INSTRUCTIONS TO FOLLOW
Word for word, restate the records that come next, omitting the images.

Image-grounded pointing data
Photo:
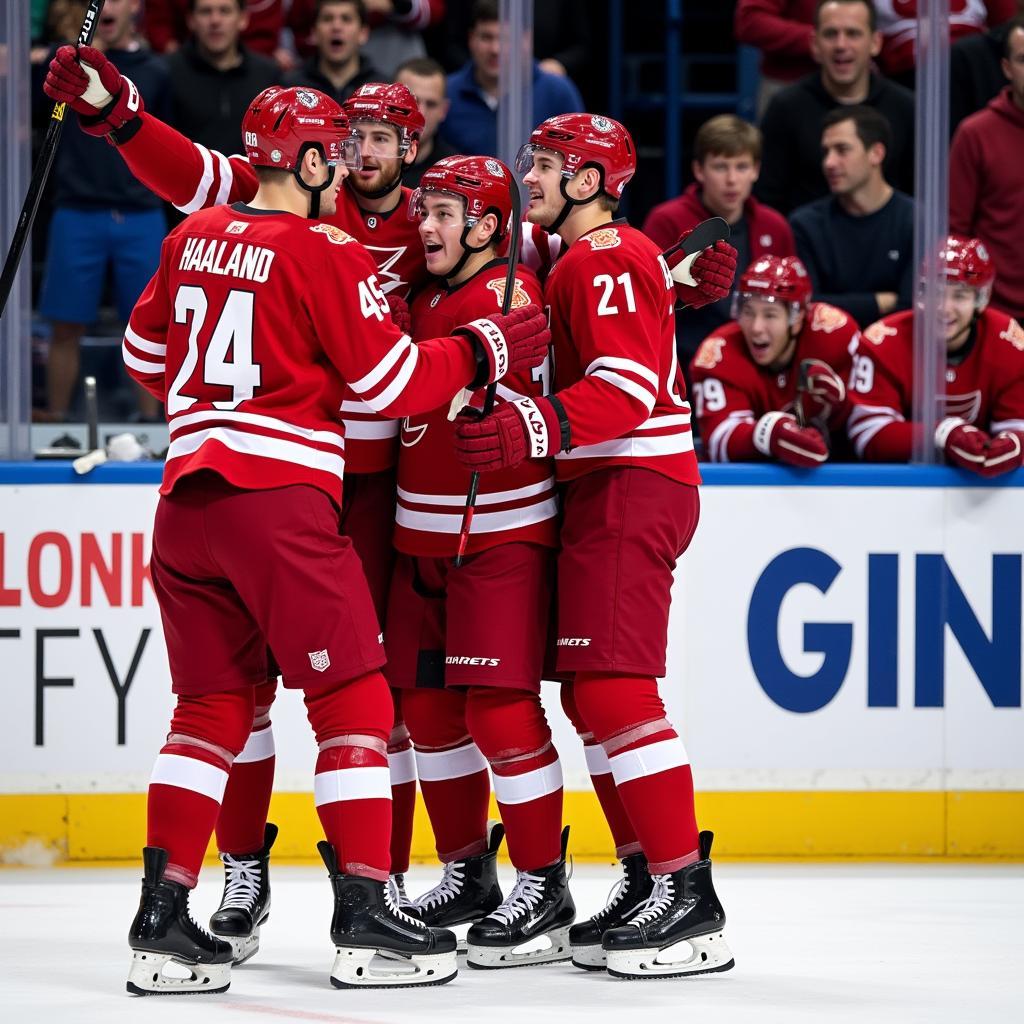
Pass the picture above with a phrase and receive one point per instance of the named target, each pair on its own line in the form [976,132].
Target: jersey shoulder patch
[334,235]
[519,296]
[827,318]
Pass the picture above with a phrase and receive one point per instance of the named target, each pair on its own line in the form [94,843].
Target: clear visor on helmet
[379,139]
[443,206]
[524,158]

ANSWER
Photo:
Pass the picture above with a phrase and receive one point per instance of the named target, each pair on its own line in the form [976,132].
Target: jersey shoulder patch
[334,235]
[519,296]
[827,318]
Pass the picture above with a phrase and receive one point per instance of the named target, each pair on its own line in the form [94,843].
Target: clear visor on helmet
[379,139]
[443,206]
[524,158]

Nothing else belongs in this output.